- _Using the information_:
A) In the ghost shrimp thread, where does the second post say the green eggs can be seen on the shrimp?
B) Summarize the ghost shrimp thread in two sentences.

======== Page excerpt

# Ghost Shrimp Pregnant?



## Cassandra90 (Aug 16, 2010)

How do you tell if a ghost shrimp is pregnant?


----------



## Posaune (Sep 17, 2010)

Well, ghost shrimp don't get pregnant really. They lay eggs, not give live birth. You'll see green eggs underneath the back end of the shrimp. Where the little fan like legs are under the tail


----------



## Cassandra90 (Aug 16, 2010)

Well mine has the green eggs exactly there, been like that for about 2 and a half weeks.


----------



## BlueHaven (Jul 17, 2010)

http://www.fishforums.com/forum/inv...ding-ghost-shrimp-palaeomonetes-patulous.html
This is a good article on caring/breeding ghost shrimp. It might help you with your "pregnant" ghost shrimp.


----------



## JKfish (Apr 8, 2010)

The cluster of green eggs inside of your ghost shrimp is her "saddle" of unfertilized eggs. When she molts, she sends out phermones and attracts males to her. The eggs move down, and the male fertilizes the eggs, which then become clustered on the female's shrimpettes (the really short rows of legs). You female then doesn't molt until her babies have all hatched. Then the process repeats itself


----------

================
======== Provided information

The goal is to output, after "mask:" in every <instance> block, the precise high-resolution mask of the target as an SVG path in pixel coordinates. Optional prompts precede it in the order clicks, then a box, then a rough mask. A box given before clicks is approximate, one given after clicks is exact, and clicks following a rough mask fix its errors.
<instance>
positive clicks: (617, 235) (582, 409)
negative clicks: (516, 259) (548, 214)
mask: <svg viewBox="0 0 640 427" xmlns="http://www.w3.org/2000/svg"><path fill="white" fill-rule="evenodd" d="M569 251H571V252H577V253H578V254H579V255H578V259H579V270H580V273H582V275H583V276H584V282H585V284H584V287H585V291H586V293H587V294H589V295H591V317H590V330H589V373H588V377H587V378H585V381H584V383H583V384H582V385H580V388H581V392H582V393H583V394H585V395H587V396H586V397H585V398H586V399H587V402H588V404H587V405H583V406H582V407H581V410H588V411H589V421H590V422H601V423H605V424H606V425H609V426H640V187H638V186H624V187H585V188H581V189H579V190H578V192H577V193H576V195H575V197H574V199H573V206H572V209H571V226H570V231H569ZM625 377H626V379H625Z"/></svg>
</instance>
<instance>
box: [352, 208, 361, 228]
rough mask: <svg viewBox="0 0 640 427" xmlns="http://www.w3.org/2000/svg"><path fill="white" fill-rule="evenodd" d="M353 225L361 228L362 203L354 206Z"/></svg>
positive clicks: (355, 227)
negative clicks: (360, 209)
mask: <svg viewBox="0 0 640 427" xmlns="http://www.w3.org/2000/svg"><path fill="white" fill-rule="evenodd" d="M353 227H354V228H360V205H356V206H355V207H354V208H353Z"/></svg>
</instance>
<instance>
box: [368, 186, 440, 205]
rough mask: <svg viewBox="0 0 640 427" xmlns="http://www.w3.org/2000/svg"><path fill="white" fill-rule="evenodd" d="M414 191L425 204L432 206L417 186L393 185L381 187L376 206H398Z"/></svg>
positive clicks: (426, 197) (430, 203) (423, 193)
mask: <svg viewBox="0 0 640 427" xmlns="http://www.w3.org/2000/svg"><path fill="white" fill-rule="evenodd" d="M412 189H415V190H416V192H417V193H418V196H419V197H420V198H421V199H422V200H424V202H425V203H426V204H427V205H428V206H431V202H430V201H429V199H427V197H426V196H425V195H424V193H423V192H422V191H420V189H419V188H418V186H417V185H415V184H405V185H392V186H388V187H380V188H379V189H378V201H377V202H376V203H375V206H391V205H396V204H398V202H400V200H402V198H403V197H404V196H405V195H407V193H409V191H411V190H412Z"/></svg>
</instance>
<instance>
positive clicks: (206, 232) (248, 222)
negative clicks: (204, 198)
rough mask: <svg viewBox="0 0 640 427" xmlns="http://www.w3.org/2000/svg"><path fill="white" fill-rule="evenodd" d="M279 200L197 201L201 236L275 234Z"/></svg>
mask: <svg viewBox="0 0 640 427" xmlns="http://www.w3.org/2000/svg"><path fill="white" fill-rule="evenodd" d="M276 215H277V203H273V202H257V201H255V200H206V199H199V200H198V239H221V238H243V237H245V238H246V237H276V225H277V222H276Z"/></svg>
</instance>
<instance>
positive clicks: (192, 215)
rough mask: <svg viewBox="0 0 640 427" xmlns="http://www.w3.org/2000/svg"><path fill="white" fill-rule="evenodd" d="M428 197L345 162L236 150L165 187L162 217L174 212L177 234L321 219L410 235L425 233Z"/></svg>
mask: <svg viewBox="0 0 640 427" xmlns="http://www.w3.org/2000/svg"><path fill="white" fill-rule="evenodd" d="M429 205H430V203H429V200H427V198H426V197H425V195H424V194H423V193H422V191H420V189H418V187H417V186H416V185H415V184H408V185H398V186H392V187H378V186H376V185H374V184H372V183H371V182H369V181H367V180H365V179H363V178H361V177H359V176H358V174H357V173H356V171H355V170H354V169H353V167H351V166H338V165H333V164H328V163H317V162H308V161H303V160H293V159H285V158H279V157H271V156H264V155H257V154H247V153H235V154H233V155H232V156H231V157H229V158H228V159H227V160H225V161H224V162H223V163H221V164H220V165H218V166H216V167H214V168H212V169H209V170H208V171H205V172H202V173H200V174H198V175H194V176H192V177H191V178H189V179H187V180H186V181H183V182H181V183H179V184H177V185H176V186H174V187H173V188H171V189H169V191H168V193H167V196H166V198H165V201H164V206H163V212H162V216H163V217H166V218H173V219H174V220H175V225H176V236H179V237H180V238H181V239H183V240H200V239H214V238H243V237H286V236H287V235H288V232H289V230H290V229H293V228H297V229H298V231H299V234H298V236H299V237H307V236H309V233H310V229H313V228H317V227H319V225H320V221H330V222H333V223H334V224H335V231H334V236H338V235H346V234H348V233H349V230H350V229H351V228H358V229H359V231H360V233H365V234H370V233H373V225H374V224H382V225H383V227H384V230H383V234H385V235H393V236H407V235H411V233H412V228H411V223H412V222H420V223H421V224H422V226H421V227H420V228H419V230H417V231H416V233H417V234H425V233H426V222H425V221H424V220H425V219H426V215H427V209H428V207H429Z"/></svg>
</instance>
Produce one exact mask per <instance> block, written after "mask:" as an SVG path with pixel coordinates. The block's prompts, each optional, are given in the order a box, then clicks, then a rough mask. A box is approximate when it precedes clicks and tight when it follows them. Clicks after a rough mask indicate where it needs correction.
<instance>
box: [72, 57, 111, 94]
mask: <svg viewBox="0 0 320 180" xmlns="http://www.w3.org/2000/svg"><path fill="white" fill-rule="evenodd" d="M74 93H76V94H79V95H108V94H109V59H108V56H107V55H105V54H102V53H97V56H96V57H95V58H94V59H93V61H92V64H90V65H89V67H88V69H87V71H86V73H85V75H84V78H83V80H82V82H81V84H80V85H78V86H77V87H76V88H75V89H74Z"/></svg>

================

- _Answers below_:
A) Underneath the back end of the shrimp, where the little fan-like legs are under the tail.

B) Asked how to tell if a ghost shrimp is pregnant, one reply explains that ghost shrimp lay eggs rather than give live birth, and that green eggs show up under the tail where the fan-like legs are. The original poster says their shrimp has had eggs there for about two and a half weeks, and other replies point to a care and breeding article and describe how a molting female attracts males, who fertilize eggs that then cluster on her short rows of legs until they hatch.